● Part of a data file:

+ + + + +

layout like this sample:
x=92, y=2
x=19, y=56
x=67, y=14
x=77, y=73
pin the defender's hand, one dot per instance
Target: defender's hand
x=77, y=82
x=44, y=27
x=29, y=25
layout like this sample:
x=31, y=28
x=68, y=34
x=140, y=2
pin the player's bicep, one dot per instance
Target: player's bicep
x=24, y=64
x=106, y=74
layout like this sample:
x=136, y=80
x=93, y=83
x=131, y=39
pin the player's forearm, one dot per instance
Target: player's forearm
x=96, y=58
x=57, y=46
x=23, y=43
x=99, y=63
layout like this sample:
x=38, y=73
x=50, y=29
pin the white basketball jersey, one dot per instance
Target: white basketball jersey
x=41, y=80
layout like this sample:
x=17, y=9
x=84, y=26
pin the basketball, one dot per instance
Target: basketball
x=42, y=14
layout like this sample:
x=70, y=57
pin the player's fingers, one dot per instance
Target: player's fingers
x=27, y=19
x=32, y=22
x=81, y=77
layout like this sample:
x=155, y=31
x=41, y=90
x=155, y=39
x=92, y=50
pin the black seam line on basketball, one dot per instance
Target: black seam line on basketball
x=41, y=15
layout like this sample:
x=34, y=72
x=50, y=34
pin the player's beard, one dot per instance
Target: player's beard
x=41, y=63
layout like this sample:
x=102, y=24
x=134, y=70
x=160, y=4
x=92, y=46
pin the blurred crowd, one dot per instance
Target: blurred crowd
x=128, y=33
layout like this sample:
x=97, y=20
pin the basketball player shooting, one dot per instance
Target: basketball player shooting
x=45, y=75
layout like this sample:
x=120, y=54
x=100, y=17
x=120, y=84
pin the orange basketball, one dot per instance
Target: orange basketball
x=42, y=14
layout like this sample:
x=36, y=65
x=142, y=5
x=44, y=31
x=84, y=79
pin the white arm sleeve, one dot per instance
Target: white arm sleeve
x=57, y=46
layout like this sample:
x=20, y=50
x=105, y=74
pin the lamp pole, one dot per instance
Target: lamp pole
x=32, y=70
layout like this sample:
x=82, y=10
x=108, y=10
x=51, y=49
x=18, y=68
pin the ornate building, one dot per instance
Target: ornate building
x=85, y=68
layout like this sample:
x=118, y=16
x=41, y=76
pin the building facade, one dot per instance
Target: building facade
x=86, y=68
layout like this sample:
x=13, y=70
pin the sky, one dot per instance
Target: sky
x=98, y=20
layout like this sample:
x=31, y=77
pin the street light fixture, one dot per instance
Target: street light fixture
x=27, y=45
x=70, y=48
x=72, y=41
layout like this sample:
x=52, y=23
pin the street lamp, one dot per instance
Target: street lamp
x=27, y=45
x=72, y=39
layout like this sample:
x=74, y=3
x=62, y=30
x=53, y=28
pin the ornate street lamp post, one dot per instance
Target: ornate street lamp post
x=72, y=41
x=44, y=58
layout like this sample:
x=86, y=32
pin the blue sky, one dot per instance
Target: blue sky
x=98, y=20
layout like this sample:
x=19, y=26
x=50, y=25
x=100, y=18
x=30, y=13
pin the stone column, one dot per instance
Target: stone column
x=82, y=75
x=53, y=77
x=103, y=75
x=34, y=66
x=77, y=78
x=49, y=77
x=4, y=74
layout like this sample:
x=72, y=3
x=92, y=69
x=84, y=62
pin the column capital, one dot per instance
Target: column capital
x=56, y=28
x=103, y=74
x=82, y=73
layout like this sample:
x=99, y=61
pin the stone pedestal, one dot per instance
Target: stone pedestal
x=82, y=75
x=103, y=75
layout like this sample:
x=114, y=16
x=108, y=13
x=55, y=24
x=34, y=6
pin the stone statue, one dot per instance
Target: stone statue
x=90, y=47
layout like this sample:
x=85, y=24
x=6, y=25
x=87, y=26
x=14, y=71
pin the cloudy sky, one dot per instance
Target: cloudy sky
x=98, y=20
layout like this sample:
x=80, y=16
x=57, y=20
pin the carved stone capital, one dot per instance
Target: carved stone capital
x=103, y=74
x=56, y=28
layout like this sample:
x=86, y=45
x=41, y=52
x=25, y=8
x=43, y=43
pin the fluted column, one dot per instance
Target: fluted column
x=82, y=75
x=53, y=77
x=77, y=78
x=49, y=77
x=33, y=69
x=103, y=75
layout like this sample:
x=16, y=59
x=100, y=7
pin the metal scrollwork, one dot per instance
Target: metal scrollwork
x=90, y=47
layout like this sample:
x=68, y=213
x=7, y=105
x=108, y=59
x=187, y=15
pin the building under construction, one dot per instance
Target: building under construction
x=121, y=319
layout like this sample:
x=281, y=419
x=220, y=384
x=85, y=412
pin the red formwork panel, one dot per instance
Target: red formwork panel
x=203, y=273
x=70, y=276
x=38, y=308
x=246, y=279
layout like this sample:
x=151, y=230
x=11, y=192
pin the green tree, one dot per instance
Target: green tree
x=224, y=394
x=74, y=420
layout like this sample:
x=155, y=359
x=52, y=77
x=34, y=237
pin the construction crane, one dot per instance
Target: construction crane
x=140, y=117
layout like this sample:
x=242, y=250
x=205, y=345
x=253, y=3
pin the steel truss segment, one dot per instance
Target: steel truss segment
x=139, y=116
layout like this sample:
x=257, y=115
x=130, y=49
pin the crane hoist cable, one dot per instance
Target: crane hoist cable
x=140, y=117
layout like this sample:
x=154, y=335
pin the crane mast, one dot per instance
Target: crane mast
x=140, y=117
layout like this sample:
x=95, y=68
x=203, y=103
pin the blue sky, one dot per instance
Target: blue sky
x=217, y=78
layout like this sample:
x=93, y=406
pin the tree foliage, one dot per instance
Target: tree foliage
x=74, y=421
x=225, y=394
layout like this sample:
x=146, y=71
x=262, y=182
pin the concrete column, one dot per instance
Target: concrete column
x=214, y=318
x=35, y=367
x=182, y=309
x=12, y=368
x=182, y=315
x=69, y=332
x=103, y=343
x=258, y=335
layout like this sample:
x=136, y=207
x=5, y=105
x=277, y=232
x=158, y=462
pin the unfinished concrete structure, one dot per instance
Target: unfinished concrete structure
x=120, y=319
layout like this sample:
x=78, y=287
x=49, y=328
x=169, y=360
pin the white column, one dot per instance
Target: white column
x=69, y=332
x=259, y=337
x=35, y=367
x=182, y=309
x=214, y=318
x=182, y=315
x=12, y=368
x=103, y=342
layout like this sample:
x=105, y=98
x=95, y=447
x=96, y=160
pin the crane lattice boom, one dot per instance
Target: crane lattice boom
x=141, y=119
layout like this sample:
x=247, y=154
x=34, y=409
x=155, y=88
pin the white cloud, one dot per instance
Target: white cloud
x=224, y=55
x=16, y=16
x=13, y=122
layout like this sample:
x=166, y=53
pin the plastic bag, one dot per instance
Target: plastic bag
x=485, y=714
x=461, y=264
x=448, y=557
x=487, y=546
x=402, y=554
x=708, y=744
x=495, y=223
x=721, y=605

+ + + + +

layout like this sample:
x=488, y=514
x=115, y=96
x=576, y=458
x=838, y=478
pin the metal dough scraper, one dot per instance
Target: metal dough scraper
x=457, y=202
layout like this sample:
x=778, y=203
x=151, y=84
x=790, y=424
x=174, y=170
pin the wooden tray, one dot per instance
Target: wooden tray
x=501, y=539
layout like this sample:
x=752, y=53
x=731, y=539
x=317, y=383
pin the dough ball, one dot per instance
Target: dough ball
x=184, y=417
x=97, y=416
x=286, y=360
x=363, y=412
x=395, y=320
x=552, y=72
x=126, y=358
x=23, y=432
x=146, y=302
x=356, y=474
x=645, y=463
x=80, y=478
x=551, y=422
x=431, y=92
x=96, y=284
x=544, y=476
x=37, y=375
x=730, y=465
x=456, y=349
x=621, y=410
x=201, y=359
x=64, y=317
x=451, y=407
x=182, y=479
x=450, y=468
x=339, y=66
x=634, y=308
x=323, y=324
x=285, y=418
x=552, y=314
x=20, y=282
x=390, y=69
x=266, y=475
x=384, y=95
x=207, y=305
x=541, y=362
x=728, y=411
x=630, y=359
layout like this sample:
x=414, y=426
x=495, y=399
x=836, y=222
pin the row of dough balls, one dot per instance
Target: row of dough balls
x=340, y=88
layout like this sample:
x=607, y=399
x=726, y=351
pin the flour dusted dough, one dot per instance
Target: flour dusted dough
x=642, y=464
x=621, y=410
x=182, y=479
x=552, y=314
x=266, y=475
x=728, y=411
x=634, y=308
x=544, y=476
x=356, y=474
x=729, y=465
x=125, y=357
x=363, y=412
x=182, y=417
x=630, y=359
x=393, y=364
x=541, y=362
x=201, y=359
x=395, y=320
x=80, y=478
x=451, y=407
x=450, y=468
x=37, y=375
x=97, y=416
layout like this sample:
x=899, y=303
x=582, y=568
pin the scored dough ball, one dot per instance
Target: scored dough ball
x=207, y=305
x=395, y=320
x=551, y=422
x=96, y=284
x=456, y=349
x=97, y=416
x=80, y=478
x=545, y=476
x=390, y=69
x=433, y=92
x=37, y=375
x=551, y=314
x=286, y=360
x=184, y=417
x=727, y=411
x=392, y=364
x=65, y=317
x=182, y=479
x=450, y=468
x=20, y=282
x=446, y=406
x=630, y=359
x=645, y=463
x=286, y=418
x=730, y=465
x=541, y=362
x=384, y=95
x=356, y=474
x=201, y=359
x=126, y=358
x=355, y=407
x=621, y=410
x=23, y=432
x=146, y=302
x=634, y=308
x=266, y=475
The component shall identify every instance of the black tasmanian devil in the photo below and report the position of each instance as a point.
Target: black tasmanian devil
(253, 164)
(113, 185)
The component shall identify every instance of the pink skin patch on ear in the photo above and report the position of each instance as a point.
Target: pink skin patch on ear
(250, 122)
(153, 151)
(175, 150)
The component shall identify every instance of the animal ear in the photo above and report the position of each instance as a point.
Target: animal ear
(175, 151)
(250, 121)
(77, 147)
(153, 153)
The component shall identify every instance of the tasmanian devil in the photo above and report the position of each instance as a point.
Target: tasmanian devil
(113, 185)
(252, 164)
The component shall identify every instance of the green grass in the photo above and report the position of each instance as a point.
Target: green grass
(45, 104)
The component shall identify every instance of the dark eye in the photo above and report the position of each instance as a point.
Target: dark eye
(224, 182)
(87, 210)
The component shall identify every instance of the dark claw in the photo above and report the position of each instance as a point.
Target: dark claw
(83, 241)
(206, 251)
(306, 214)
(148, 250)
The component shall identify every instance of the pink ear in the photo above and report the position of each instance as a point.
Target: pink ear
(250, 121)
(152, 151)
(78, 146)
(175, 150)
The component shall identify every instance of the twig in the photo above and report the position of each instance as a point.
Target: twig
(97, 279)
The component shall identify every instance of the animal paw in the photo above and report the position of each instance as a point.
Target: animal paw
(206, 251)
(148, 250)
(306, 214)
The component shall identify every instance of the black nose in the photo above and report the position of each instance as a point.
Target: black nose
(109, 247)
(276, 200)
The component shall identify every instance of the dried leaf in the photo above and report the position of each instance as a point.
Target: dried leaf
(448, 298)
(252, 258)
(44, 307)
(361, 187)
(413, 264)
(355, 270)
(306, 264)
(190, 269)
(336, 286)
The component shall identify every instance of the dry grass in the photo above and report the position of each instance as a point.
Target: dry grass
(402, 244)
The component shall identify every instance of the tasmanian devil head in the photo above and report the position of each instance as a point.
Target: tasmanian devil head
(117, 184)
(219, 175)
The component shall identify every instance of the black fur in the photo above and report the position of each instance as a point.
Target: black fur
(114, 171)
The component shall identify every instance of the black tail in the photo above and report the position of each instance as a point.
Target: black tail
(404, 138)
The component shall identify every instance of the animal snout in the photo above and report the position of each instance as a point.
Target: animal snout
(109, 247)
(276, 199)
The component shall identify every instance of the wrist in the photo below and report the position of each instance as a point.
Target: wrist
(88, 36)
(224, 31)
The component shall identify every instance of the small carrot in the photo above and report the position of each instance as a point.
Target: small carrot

+ + + + +

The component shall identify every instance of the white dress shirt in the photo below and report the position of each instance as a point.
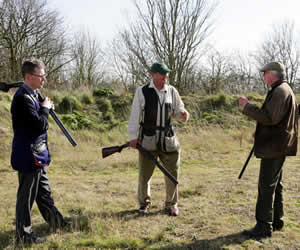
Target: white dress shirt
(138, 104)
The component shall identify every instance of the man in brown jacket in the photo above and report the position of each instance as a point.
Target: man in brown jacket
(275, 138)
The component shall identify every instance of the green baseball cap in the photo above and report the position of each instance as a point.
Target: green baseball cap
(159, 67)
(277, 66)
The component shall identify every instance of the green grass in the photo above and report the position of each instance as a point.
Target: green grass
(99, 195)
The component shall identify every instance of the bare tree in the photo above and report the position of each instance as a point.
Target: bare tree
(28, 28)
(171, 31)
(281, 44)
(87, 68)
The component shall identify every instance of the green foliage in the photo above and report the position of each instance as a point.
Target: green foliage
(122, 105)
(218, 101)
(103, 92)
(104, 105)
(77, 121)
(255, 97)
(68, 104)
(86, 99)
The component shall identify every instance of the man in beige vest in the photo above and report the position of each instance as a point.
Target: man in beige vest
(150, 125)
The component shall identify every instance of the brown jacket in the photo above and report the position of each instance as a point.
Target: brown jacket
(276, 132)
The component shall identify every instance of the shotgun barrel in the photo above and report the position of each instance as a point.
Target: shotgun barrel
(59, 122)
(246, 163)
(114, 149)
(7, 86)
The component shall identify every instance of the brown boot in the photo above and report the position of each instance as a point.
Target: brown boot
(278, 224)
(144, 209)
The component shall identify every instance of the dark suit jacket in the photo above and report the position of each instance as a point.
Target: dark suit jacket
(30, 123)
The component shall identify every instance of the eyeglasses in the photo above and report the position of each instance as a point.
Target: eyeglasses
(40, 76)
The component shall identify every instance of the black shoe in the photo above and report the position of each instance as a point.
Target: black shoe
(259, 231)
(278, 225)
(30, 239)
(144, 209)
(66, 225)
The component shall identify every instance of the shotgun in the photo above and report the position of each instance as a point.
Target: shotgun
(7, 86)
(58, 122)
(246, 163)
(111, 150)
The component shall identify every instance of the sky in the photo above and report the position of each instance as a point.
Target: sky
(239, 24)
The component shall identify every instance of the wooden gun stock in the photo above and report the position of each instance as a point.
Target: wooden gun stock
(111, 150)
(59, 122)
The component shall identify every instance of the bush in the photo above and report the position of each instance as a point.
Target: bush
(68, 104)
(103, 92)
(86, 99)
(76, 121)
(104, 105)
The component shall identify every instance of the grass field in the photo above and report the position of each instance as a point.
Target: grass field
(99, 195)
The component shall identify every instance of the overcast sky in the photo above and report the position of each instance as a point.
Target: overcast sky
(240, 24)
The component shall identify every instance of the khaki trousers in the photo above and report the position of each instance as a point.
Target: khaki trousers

+ + + + +

● AIM:
Please print the lines unchanged, starting at the line that contains "The component shall identify every instance of the eyeglasses" and ending at the line that contains "Target: khaki trousers", with both of those lines included.

● WRITTEN SOLUTION:
The component shall identify every instance of the eyeglasses in the photo above and report the position of each instance as a point.
Target: eyeglasses
(40, 76)
The component shall identify every instance of the black shoe in the photo above and report the position of each instance as a point.
Target: black shoe
(259, 231)
(278, 225)
(30, 239)
(144, 209)
(66, 225)
The component shall identify every instance of the shotgun in the photo above and report the position of each instance as a point.
Target: shotgun
(7, 86)
(58, 122)
(246, 163)
(111, 150)
The component shall identify every instance of the sky in the photo above and report the position of each instance as a point.
Target: sky
(239, 24)
The component shall identify every instance of the wooden gun stock in the photo above and report the position of each instance as a point.
Target: wooden gun stock
(111, 150)
(59, 122)
The component shall identify every instance of the bush in the photo above and report the position of each instance as a point.
Target: bush
(68, 104)
(103, 92)
(86, 99)
(76, 121)
(104, 105)
The component shall identify every instance of the grass field in the photo above and report the position of each instance as a point.
Target: grass field
(99, 195)
The component shall identify every instance of the overcast sky in the photo above and report the position of each instance as a point.
Target: overcast sky
(240, 24)
The component shall identify every instance of the khaki trousers in the photo above and report the position of each instance as a point.
Target: khaki trousers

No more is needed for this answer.